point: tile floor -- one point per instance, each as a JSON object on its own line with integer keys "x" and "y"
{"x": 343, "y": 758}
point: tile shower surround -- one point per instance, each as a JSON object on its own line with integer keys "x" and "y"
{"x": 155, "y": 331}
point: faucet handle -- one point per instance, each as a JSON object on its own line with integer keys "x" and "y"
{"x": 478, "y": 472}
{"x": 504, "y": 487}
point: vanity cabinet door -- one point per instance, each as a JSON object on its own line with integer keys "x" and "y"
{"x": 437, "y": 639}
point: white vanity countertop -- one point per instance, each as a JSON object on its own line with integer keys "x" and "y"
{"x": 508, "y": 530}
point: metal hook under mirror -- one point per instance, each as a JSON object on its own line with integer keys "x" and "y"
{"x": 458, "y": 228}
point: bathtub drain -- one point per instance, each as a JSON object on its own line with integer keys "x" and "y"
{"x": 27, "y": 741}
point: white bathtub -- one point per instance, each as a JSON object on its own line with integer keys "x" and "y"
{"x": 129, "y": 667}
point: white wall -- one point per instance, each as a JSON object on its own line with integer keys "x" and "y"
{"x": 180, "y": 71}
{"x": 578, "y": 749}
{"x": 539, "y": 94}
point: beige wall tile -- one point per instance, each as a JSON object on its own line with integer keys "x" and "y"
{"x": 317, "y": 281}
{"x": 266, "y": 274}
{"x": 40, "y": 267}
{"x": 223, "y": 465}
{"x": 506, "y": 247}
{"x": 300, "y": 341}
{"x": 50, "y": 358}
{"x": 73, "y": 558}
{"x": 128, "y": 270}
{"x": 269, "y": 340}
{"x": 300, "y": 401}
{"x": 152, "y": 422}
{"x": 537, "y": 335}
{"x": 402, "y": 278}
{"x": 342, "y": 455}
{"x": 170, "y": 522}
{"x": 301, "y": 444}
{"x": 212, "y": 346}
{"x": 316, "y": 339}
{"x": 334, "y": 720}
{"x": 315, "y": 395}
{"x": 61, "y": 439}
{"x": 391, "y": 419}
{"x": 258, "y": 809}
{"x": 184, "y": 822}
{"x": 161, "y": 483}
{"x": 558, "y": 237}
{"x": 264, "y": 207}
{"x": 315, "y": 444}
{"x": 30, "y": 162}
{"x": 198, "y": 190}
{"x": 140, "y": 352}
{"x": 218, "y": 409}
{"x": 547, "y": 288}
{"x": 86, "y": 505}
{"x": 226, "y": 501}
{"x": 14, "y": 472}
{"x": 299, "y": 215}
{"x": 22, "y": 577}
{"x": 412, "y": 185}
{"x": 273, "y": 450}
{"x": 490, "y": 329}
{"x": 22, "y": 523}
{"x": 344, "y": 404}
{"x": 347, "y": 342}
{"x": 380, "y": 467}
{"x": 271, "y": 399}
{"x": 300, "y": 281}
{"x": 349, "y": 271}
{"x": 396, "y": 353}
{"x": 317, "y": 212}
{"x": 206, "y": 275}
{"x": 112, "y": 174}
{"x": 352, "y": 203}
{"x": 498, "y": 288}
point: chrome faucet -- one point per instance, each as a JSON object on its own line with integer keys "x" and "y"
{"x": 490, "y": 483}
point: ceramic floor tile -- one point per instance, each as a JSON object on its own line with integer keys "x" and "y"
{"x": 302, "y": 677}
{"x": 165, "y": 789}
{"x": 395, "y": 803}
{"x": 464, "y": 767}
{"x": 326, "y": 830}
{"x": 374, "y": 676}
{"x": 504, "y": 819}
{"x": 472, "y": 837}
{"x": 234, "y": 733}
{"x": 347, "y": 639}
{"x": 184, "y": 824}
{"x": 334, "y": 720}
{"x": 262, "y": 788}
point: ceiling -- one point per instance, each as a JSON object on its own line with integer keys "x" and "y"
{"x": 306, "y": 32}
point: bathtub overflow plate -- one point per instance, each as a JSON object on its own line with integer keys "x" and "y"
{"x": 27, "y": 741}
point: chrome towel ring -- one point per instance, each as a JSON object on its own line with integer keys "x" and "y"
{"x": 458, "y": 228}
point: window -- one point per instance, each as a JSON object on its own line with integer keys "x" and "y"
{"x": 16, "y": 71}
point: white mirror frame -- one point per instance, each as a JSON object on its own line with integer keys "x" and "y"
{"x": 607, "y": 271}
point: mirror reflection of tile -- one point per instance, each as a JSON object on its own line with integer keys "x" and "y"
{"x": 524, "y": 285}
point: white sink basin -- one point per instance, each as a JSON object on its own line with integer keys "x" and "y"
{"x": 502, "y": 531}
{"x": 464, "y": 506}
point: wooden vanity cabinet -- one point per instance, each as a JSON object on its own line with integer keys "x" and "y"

*EXERCISE*.
In this exercise, repeat the entries above verbatim.

*TASK OUTPUT*.
point: tile floor -- one point per instance, each as a JSON object on its own line with integer keys "x" and "y"
{"x": 343, "y": 758}
point: tile shower surround -- one point per instance, each as a JSON object on its own line with integer keys "x" and "y"
{"x": 155, "y": 331}
point: faucet handle -- one point per instance, each as a JSON object on its own line with integer keys "x" and "y"
{"x": 478, "y": 472}
{"x": 504, "y": 487}
point: vanity cabinet door -- one point per instance, each as a JSON object on its own line with integer keys "x" and "y"
{"x": 437, "y": 639}
point: white vanity countertop -- one point per instance, each as a JSON object on its own line with integer keys "x" and "y"
{"x": 508, "y": 530}
point: metal hook under mirror -- one point per instance, each as a JSON object on its own line with integer keys "x" and "y"
{"x": 458, "y": 228}
point: bathtub drain -- one point per instance, each as a JSON object on its own line with integer keys "x" and "y"
{"x": 27, "y": 741}
point: white bathtub -- one point per instance, each as a JSON object on its own line with integer keys "x" and "y"
{"x": 129, "y": 667}
point: white wall -- one point per instance, each as a JSON object on its own line with integer keys "x" and "y"
{"x": 180, "y": 71}
{"x": 578, "y": 749}
{"x": 539, "y": 94}
point: beige wall tile -- one point per instance, each as a JSON object on its own line with integer keys "x" and "y"
{"x": 317, "y": 281}
{"x": 266, "y": 274}
{"x": 40, "y": 267}
{"x": 223, "y": 465}
{"x": 506, "y": 247}
{"x": 300, "y": 341}
{"x": 50, "y": 358}
{"x": 73, "y": 558}
{"x": 128, "y": 270}
{"x": 269, "y": 340}
{"x": 300, "y": 401}
{"x": 152, "y": 422}
{"x": 537, "y": 335}
{"x": 402, "y": 278}
{"x": 342, "y": 455}
{"x": 170, "y": 522}
{"x": 301, "y": 444}
{"x": 212, "y": 346}
{"x": 316, "y": 339}
{"x": 334, "y": 720}
{"x": 315, "y": 395}
{"x": 61, "y": 439}
{"x": 391, "y": 419}
{"x": 258, "y": 809}
{"x": 184, "y": 822}
{"x": 161, "y": 483}
{"x": 558, "y": 237}
{"x": 264, "y": 207}
{"x": 315, "y": 444}
{"x": 30, "y": 162}
{"x": 198, "y": 190}
{"x": 140, "y": 352}
{"x": 218, "y": 409}
{"x": 547, "y": 288}
{"x": 86, "y": 505}
{"x": 226, "y": 501}
{"x": 14, "y": 472}
{"x": 299, "y": 215}
{"x": 22, "y": 577}
{"x": 412, "y": 185}
{"x": 273, "y": 450}
{"x": 490, "y": 329}
{"x": 22, "y": 523}
{"x": 344, "y": 404}
{"x": 347, "y": 342}
{"x": 380, "y": 467}
{"x": 271, "y": 399}
{"x": 300, "y": 281}
{"x": 349, "y": 271}
{"x": 396, "y": 353}
{"x": 317, "y": 212}
{"x": 206, "y": 275}
{"x": 112, "y": 174}
{"x": 352, "y": 203}
{"x": 498, "y": 288}
point: chrome faucet -- one point per instance, each as a JSON object on its own line with integer keys "x" and "y"
{"x": 490, "y": 483}
point: ceramic floor tile -- one point per instance, each as a JSON object on its own line with integer keys "x" and "y"
{"x": 302, "y": 677}
{"x": 165, "y": 789}
{"x": 395, "y": 803}
{"x": 464, "y": 767}
{"x": 326, "y": 830}
{"x": 374, "y": 676}
{"x": 504, "y": 819}
{"x": 472, "y": 837}
{"x": 234, "y": 733}
{"x": 347, "y": 639}
{"x": 184, "y": 824}
{"x": 334, "y": 720}
{"x": 262, "y": 788}
point: ceiling -- one point per instance, each as a JSON object on its own line with integer keys "x" and "y"
{"x": 306, "y": 32}
point: bathtub overflow plate -- one point per instance, each as a JSON object on its own line with integer keys "x" and "y"
{"x": 27, "y": 741}
point: chrome towel ring -- one point per instance, each as a JSON object on its own line with integer keys "x" and "y"
{"x": 458, "y": 228}
point: window -- one point per instance, each as a JSON object on its own line with integer keys "x" and "y"
{"x": 16, "y": 71}
point: white mirror frame -- one point per instance, each as a JSON object on its own line with integer keys "x" and "y"
{"x": 607, "y": 271}
point: mirror reflection of tile -- one point per instance, each as a JSON object on its own line with integer keys "x" and "y"
{"x": 524, "y": 285}
point: white sink basin -- one point per instance, each as a JSON object on its own line with integer keys "x" and "y"
{"x": 502, "y": 531}
{"x": 464, "y": 506}
point: wooden vanity cabinet -- one point per instance, each as a JSON object on its own line with integer keys "x" and "y"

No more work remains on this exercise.